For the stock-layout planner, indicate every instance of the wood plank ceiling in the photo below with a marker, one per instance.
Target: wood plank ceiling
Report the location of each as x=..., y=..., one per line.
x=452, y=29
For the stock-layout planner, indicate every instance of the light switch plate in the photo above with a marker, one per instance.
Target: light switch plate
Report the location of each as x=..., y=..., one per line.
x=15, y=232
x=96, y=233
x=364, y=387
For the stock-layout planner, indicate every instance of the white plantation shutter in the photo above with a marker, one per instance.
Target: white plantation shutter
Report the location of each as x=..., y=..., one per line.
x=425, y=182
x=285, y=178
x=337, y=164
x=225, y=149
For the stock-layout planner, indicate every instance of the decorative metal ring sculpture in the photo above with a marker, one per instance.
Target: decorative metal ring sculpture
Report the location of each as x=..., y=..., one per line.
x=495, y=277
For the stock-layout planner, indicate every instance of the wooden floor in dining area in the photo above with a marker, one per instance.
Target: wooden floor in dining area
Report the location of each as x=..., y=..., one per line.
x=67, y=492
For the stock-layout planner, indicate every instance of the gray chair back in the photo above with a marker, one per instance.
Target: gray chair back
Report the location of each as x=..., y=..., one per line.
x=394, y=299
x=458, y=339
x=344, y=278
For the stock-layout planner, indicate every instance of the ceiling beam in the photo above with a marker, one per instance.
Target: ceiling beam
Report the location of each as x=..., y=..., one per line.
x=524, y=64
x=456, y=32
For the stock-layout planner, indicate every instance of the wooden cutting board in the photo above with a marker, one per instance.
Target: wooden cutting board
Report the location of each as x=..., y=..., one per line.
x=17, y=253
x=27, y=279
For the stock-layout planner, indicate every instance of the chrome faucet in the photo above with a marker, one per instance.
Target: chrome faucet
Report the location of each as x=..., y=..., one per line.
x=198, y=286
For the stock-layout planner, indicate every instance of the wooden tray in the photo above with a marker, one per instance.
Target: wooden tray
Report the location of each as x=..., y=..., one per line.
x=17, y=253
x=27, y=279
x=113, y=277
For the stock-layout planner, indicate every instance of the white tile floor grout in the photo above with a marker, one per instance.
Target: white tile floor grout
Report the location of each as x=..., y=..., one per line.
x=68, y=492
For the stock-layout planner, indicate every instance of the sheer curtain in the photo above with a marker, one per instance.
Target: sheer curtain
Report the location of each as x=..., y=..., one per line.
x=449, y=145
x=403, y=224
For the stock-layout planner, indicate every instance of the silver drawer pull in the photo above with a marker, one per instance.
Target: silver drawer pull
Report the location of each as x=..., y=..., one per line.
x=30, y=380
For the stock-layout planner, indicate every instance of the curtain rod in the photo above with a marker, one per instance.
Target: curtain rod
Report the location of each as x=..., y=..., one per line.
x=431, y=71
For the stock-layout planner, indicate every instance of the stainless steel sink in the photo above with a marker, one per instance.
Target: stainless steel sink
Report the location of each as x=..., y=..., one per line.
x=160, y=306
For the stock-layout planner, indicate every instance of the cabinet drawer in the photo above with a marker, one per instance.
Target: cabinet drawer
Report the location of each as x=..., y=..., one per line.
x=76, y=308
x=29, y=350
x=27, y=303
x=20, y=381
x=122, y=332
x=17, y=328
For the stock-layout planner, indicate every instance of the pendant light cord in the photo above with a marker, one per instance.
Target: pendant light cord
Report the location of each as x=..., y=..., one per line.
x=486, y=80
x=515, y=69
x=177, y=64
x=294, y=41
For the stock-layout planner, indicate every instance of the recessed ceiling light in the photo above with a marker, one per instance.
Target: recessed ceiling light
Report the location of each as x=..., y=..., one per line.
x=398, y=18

- [Short problem]:
Starting at the line holding "of the recessed" and continuing through the last line of the material above, inclusive, write those lines as a JSON list of strings, one string per line, with blank lines omitted.

- [Result]:
[
  "For the stock-layout planner, indicate every instance of the recessed ceiling light in the photo above with a marker, one per instance.",
  "Target: recessed ceiling light",
  "Report the location of each as x=..., y=..., one per line.",
  "x=398, y=18"
]